BRIEF: Copy out each line of the rows below that contains the word "water".

Coordinate annotation entries
* * * * * * * * *

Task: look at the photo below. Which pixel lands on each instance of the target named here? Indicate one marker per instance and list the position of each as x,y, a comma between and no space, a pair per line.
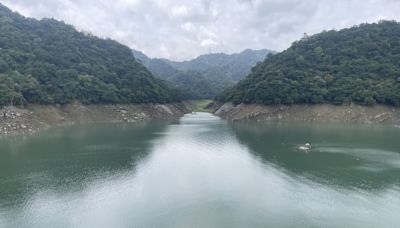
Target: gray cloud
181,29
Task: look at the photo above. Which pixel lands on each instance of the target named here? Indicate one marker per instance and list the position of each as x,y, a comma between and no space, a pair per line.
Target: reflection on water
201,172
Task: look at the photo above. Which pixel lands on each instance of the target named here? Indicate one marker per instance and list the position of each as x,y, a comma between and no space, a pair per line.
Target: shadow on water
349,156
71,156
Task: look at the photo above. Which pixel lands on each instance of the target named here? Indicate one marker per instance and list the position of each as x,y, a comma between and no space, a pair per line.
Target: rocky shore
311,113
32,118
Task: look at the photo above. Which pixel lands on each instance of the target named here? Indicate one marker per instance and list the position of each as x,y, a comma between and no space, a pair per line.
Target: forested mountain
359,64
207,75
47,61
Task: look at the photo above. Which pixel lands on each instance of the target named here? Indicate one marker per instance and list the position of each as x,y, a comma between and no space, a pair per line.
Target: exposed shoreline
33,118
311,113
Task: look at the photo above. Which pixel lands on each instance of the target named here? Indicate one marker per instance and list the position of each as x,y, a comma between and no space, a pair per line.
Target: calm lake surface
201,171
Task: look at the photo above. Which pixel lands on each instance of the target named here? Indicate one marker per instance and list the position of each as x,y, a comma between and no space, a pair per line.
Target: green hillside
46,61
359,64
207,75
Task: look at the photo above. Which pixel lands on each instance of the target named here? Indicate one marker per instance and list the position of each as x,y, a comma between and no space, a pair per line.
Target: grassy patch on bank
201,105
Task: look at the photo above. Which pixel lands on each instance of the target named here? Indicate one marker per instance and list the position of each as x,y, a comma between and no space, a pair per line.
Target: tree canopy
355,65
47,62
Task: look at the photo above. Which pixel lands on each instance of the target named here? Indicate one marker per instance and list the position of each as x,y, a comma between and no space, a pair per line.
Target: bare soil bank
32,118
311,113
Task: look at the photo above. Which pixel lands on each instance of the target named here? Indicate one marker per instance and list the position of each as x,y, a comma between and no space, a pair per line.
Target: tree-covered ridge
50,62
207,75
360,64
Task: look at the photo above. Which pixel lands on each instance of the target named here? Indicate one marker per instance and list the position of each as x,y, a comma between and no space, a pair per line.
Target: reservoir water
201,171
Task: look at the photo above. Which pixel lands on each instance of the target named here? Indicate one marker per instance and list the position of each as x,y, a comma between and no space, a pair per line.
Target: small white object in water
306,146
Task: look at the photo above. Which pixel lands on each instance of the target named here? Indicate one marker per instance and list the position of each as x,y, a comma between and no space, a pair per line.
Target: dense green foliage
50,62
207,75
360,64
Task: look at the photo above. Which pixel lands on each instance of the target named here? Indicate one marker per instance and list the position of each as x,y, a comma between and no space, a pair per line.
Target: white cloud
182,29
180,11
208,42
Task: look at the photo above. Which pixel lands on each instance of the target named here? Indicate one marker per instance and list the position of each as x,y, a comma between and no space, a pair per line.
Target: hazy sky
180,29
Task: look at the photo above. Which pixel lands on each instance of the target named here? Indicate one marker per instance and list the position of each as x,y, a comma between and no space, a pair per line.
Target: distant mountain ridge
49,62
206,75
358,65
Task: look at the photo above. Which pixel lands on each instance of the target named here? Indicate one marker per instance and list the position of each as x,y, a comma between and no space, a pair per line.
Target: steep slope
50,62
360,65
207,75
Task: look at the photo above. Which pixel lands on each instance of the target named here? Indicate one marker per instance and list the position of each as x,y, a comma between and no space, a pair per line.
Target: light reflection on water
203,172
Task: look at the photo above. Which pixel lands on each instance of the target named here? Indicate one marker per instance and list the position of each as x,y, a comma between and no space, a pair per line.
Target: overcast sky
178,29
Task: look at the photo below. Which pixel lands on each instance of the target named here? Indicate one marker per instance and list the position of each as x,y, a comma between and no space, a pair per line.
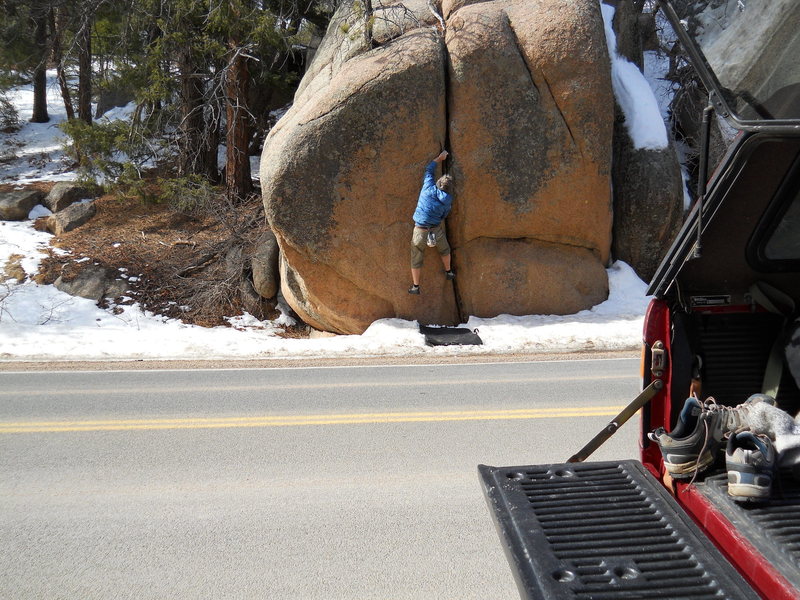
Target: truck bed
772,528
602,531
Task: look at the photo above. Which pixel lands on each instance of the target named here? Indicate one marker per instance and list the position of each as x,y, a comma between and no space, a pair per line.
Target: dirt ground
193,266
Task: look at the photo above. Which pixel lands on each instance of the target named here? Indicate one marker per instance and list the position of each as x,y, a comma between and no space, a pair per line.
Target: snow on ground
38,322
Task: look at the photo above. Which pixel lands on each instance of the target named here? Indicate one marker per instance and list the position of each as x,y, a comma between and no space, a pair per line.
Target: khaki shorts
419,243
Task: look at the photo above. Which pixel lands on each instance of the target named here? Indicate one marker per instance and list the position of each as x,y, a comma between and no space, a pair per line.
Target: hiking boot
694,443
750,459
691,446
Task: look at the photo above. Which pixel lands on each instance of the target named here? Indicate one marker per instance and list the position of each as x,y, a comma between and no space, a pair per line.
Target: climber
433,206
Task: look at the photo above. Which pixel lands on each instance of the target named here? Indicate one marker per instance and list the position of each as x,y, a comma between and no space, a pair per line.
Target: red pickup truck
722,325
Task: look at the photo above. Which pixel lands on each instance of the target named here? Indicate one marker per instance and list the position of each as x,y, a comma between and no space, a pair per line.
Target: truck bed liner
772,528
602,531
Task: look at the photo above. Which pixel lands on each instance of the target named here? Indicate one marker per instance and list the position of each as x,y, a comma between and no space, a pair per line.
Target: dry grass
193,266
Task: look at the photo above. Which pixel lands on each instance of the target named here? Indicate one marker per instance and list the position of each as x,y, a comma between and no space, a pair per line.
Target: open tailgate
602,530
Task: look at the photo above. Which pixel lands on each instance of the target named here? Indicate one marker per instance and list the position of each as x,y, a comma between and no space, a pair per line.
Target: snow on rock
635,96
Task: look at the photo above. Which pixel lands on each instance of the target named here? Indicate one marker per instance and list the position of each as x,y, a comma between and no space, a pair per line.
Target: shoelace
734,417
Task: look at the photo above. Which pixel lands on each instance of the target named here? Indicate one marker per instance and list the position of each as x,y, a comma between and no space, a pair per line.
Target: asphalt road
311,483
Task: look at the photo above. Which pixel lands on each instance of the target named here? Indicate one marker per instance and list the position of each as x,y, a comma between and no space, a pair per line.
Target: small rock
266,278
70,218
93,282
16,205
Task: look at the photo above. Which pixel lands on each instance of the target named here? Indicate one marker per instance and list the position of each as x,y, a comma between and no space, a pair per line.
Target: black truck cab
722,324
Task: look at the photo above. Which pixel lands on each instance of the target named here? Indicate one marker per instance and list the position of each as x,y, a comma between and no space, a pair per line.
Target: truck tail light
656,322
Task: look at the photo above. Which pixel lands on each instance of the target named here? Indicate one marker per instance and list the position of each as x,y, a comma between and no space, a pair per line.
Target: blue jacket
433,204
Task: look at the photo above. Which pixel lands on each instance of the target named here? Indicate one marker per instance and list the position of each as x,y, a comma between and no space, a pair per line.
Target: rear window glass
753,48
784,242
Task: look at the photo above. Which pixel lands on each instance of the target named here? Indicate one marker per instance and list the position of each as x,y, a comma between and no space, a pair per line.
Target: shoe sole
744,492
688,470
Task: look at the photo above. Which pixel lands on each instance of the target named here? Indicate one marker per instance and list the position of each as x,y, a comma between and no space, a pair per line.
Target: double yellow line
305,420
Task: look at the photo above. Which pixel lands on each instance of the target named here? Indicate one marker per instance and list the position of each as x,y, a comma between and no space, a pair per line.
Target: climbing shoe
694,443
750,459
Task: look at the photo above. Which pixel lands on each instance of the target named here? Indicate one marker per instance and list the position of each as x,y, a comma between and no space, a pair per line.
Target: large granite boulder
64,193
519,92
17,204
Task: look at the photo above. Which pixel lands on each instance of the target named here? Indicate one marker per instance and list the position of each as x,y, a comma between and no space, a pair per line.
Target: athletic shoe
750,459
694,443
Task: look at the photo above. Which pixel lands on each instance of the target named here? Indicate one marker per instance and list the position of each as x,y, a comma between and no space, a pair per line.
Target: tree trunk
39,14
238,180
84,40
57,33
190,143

* * * * * * * * *

TASK SOLUTION:
Target: reflection on water
Target: shadow on water
Target: reservoir water
Target: small white object in water
Target: light reflection on water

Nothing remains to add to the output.